I am on a search to find a sub that can help my system but every post I make a moderator sends me someplace else. All I'm asking is comparison's if anyone heard SVS,Rythmik or Power Sound musically and why one would choose that sub over the other brand. The simplest thing would be to buy another Earthquake or a Legacy sub. They List from $2500 to over $5000. Trying to save some cash.

Sorry for the rant. if you find something please post it.


----------



## grasshopper1

Bjski said:


> Can't help you with the JL Fathom
> 
> I also have an MKV-15 in my home theater system. I cannot believe the amount of clean tight bass I get out of it. The Earthquake is paired with Axiom M80 V3. I have Legacy Focus SE's in my 2 Channel system. The Focus has 4, 12 inch woofer's that cannot match how tight ,deep and the impact the single Earthquake provides. Don't get me wrong, I love my Focus SE I'm just missing the little extra the Earthquake provides.
> 
> I am on a search to find a sub that can help my system but every post I make a moderator sends me someplace else. All I'm asking is comparison's if anyone heard SVS,Rythmik or Power Sound musically and why one would choose that sub over the other brand. The simplest thing would be to buy another Earthquake or a Legacy sub. They List from $2500 to over $5000. Trying to save some cash.

[Dataset rows on where objects appear]
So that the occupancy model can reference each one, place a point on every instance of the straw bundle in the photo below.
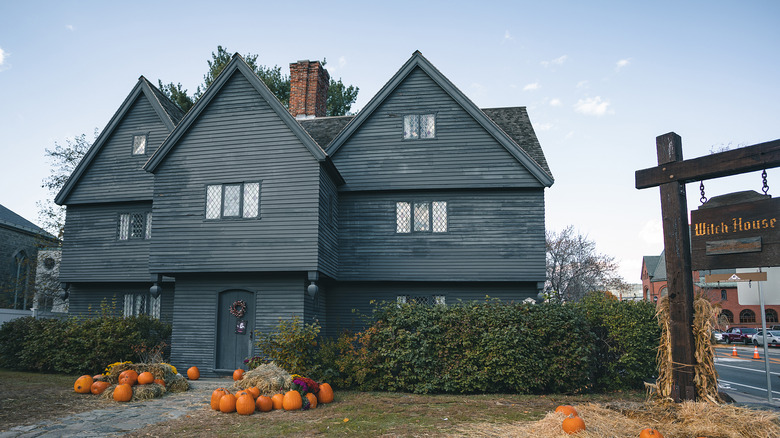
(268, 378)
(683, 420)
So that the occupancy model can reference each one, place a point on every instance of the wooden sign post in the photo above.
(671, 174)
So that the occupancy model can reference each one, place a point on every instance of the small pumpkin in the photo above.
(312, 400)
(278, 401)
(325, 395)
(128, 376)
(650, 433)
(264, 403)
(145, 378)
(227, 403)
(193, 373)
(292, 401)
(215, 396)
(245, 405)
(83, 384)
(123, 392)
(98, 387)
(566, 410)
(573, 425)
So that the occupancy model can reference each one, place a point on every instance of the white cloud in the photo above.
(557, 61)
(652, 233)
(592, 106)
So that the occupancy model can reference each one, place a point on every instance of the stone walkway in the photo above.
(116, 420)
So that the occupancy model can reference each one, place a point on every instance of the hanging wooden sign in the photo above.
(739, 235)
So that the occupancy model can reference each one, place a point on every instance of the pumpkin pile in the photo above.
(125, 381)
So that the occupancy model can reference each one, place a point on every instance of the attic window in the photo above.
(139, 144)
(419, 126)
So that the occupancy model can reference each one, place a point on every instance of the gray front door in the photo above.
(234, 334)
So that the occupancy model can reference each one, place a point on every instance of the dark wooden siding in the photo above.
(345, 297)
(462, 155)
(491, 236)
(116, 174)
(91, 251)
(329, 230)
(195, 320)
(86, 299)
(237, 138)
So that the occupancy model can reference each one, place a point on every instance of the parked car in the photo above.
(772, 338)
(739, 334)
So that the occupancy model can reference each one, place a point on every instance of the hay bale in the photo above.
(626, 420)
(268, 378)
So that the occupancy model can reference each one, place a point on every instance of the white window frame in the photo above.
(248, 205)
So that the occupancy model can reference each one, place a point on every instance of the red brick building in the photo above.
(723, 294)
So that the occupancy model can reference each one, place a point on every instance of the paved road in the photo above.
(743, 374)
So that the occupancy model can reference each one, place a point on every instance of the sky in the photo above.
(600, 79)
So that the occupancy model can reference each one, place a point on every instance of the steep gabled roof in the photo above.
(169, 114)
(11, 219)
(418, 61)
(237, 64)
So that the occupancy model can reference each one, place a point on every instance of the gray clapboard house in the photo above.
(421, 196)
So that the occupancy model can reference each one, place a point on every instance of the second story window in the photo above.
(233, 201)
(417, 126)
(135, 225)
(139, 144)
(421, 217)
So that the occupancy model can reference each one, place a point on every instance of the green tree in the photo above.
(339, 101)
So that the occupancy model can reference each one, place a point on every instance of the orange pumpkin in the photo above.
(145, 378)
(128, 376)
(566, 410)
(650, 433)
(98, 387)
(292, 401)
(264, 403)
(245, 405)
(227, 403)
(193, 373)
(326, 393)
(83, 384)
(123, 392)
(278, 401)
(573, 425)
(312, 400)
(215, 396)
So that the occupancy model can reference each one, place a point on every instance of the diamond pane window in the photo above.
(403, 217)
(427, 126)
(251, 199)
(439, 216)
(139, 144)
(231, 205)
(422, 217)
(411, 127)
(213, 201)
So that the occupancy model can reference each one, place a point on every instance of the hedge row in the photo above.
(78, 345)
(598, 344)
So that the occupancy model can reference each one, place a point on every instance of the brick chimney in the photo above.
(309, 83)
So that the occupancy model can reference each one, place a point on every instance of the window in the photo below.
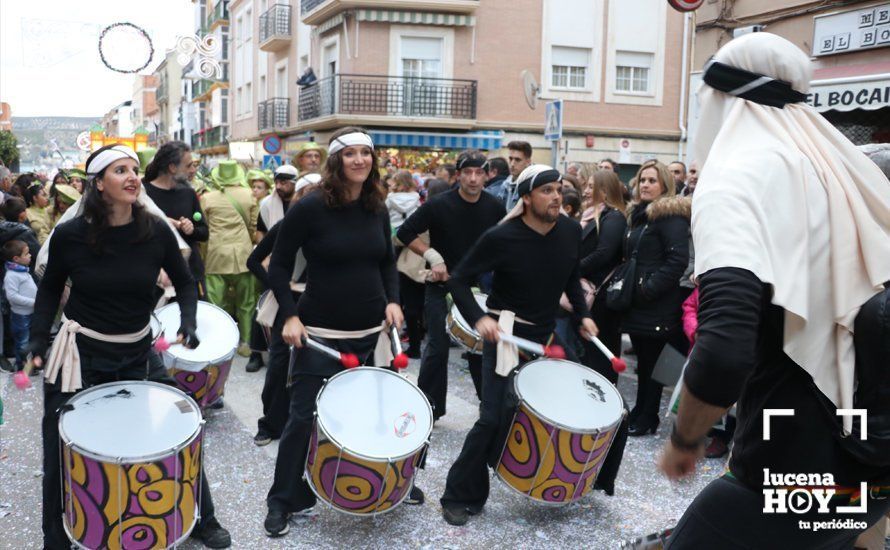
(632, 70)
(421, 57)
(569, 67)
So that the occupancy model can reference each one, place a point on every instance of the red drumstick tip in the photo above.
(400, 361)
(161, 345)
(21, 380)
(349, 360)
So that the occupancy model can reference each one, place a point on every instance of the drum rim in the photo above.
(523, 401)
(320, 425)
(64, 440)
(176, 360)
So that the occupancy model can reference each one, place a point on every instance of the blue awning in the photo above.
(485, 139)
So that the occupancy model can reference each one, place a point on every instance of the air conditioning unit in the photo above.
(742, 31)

---

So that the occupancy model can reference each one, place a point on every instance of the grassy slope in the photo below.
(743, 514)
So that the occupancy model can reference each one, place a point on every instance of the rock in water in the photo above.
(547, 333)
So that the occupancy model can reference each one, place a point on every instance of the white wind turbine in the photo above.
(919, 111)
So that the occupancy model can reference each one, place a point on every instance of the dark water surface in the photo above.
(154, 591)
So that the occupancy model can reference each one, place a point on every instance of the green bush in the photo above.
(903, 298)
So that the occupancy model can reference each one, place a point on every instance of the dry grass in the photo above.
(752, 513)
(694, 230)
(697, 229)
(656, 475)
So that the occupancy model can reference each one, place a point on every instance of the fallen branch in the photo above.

==

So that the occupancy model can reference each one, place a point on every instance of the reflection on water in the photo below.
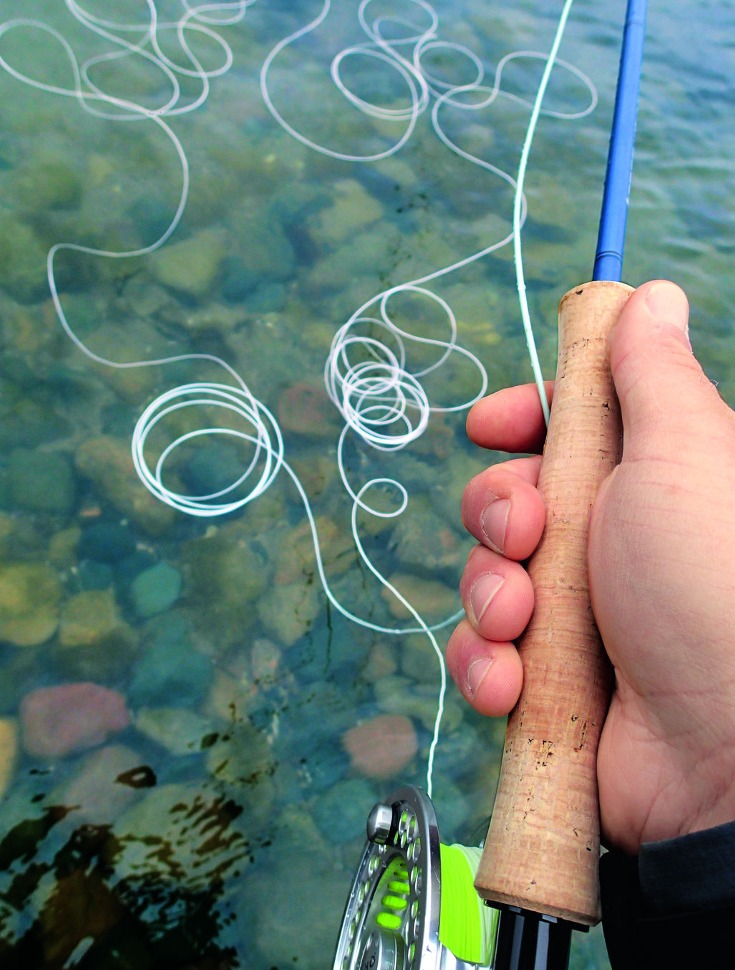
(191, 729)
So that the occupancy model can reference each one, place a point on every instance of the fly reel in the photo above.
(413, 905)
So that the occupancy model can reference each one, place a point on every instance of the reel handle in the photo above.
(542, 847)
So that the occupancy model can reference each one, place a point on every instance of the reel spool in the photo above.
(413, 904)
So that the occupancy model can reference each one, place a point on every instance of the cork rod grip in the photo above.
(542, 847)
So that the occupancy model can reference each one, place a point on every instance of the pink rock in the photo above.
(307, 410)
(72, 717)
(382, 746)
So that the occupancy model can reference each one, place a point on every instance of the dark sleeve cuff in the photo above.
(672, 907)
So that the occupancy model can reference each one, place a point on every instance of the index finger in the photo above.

◆ TASK REQUIREMENTS ◆
1 - Quote the subwoofer thread word for word, starting with "## grasshopper1" and going on through "the Earthquake provides.".
2 - Rewrite the paragraph of the subwoofer thread that begins "I also have an MKV-15" as a short bulleted list that keeps its main facts.
The records come from a separate source and are not part of the subwoofer thread.

◆ RESULTS IN ORDER ◆
1 -
## grasshopper1

Bjski said:


> Can't help you with the JL Fathom
> 
> I also have an MKV-15 in my home theater system. I cannot believe the amount of clean tight bass I get out of it. The Earthquake is paired with Axiom M80 V3. I have Legacy Focus SE's in my 2 Channel system. The Focus has 4, 12 inch woofer's that cannot match how tight ,deep and the impact the single Earthquake provides. Don't get me wrong, I love my Focus SE I'm just missing the little extra the Earthquake provides.

2 -
- An MKV-15 is in the writer's home theater system and delivers a surprising amount of clean, tight bass.
- The Earthquake is paired with Axiom M80 V3 speakers.
- The 2-channel system uses Legacy Focus SE speakers.
- The Focus has four 12-inch woofers, yet they cannot match the tightness, depth and impact of the single Earthquake.
- The writer loves the Focus SE but misses the little extra the Earthquake provides.